> Written exercise: Copy every line of the entries below without any changes.

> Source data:
○ ○ ○ ○

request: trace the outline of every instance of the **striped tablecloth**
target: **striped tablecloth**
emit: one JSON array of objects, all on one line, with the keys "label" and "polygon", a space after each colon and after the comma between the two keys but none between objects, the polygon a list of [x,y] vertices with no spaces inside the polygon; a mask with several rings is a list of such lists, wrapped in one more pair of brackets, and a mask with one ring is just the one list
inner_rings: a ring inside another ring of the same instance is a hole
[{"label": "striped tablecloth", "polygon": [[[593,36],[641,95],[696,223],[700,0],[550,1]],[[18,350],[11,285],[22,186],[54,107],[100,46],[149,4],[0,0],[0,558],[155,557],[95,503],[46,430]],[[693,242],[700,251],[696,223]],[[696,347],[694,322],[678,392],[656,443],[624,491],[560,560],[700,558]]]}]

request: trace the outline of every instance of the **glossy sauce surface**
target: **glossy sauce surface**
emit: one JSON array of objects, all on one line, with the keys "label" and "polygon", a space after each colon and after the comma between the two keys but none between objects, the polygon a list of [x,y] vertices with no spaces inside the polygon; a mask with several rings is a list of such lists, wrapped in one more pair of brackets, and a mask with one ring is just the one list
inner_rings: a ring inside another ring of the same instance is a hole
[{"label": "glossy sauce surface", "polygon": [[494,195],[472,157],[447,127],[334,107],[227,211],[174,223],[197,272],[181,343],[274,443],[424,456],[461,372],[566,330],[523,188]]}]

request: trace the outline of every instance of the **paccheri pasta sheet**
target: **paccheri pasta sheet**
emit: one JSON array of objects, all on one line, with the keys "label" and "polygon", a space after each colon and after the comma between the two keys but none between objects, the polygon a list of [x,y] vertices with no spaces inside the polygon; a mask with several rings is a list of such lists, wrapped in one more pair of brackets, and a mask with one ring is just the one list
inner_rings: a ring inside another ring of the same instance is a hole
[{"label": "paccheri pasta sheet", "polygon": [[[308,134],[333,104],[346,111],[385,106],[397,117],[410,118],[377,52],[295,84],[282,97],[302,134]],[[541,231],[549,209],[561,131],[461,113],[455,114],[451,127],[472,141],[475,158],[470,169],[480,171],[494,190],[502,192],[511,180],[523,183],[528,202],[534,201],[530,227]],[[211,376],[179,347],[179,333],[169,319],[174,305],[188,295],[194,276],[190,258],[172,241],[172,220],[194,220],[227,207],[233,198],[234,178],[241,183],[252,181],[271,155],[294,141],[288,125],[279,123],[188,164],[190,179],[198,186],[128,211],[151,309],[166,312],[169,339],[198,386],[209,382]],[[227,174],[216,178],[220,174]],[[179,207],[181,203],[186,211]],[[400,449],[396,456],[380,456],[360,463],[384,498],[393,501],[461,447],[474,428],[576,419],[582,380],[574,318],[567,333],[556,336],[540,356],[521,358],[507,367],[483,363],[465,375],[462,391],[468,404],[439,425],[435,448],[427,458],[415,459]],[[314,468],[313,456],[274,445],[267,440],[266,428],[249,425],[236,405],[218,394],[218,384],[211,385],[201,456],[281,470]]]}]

○ ○ ○ ○

> Exercise answer:
request: trace the outline of every instance of the **striped tablecloth**
target: **striped tablecloth**
emit: one JSON array of objects, all on one line, with the keys "label" and "polygon", a space after each colon and after the comma between the two keys but none between objects, the polygon a list of [x,y] vertices with no spaces inside the polygon; a mask with several rings is a list of such lists, wrapped in one more pair of brackets, and a mask with one ring is just the one list
inner_rings: a ring inside another ring of the same instance is a hole
[{"label": "striped tablecloth", "polygon": [[[593,36],[641,95],[696,223],[700,0],[550,1]],[[18,350],[11,285],[22,186],[54,107],[100,46],[149,4],[0,0],[0,558],[155,557],[95,503],[46,430]],[[693,242],[700,251],[696,223]],[[696,347],[694,322],[678,392],[656,443],[624,491],[560,560],[700,558]]]}]

request: trace the outline of every instance of the **glossy sauce surface**
target: **glossy sauce surface**
emit: one JSON array of objects, all on one line, with the keys "label" and "polygon", a space after each colon and after the comma between the two keys but none between objects, the polygon a list of [x,y] vertices with no spaces inside the polygon; a mask with several rings is a list of such lists, wrapped in one more pair of brackets, and a mask with one ring is just the one list
inner_rings: a ring inside another ring of the same instance is a hole
[{"label": "glossy sauce surface", "polygon": [[494,195],[472,157],[447,127],[334,107],[227,211],[174,223],[197,272],[181,343],[274,443],[424,456],[461,372],[566,330],[523,188]]}]

request: trace the outline of every instance of the **paccheri pasta sheet**
target: **paccheri pasta sheet**
emit: one JSON array of objects, all on one line, with the keys "label" and "polygon", a space after each colon and after the comma between the two keys but none between objects, the polygon a list of [x,y] vertices with no spaces inside the polygon; a mask with several rings is a list of such lists, wrapped in one more pair of brackets, and a mask with one ring is just the one list
inner_rings: a ring inside another ring of the same instance is a hole
[{"label": "paccheri pasta sheet", "polygon": [[[308,134],[333,104],[346,111],[385,106],[397,117],[410,118],[377,52],[295,84],[282,97],[302,134]],[[541,231],[549,209],[561,131],[461,113],[455,114],[451,127],[472,141],[475,158],[470,169],[480,171],[494,190],[502,192],[511,180],[523,183],[528,202],[534,201],[530,227]],[[211,376],[179,347],[179,333],[169,319],[174,305],[188,295],[194,276],[190,258],[172,241],[172,220],[194,220],[227,207],[233,198],[234,178],[241,183],[252,181],[271,155],[294,141],[288,125],[279,123],[188,164],[190,179],[198,186],[128,211],[151,309],[166,312],[169,339],[198,386],[209,382]],[[227,174],[216,178],[220,174]],[[179,207],[181,203],[186,211]],[[400,449],[396,456],[380,456],[360,463],[384,498],[393,501],[461,447],[474,428],[576,419],[582,380],[574,318],[567,333],[556,336],[540,356],[521,358],[507,367],[483,363],[465,375],[462,391],[468,404],[439,425],[435,448],[427,458],[415,459]],[[314,468],[313,456],[274,445],[267,440],[266,428],[249,425],[236,405],[218,394],[218,384],[211,385],[201,456],[281,470]]]}]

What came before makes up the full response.